----- TEXT SHOWN -----

Wednesday, December 16, 2015

Hacking Religion With My "Soul-catcher" Clause

Back in 1984, I decided to test an unusual "honor system" of program licensing. I had Morris Jones (a member of my Cyber Privateering Fantasy League Team) write a little piece of software for the IBM PC. The program licensing agreement had a clause that said, "If you make unauthorized copies of this software and do not send us the $30 within 30 days, we will own your eternal soul and may sell it to the first Smoking Blood-Drenched Apparition With Fangs (SBDAWF) that meets our price." Interestingly, over the next year, we received lots of checks in the mail from people who didn't want any SBDAWF showing up to collect their souls. The Wall Street Journal even did a little piece on it.

-----

- **SHORT EXERCISE**
In the post about the "soul-catcher" clause, what did the licensing agreement require of people who made unauthorized copies of the software?

----- PROVIDED INFORMATION -----

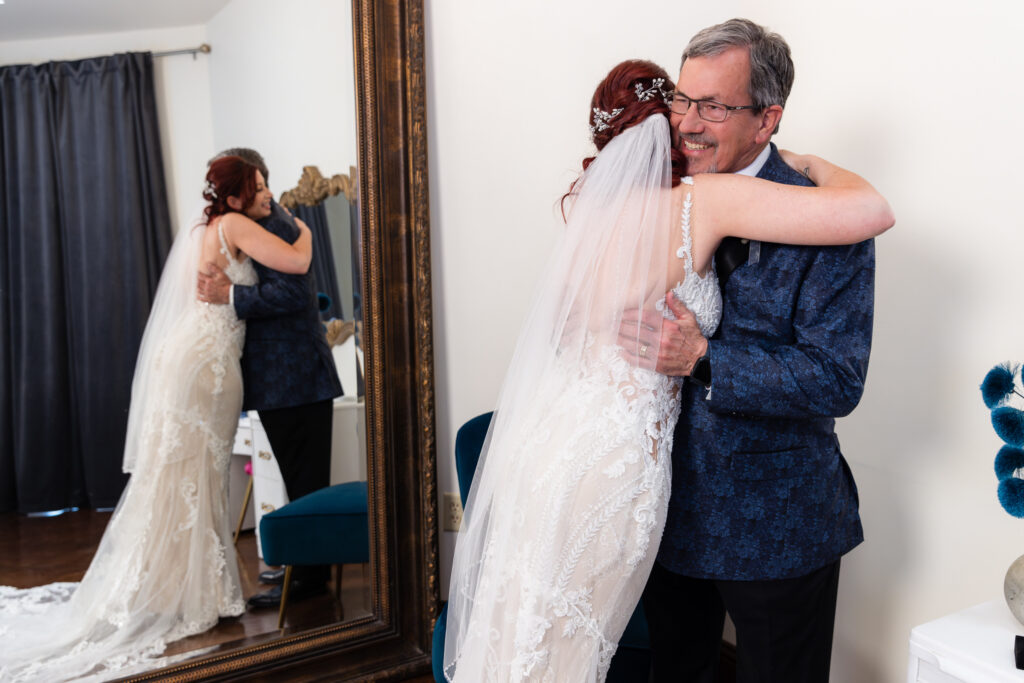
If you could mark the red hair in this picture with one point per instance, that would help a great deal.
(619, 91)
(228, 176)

-----
----- PROVIDED INFORMATION -----

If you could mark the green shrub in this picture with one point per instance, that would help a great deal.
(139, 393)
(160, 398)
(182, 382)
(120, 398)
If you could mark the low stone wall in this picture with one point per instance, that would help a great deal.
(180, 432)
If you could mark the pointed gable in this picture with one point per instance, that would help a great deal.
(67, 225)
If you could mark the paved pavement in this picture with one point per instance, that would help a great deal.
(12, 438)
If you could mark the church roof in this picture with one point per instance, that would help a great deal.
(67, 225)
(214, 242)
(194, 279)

-----

- **FINAL RESULT**
They had to send $30 within 30 days.